Object pointing dataset rows:
:::

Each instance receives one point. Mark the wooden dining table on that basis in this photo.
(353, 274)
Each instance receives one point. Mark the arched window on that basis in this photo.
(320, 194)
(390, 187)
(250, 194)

:::

Recast all the lines above as a two-column CSV with the headers input and output. Give one row for each line that asks for points, putting its text under input and its answer under output, and wrap every field in double quotes with any line breaks turned into spaces.

input,output
"Each instance receives one point. Mark the wooden dining table on that basis in this photo.","(353, 274)"
"Each instance receives one point. Mark the arched window on that basis in this photo.","(320, 194) (390, 187) (250, 194)"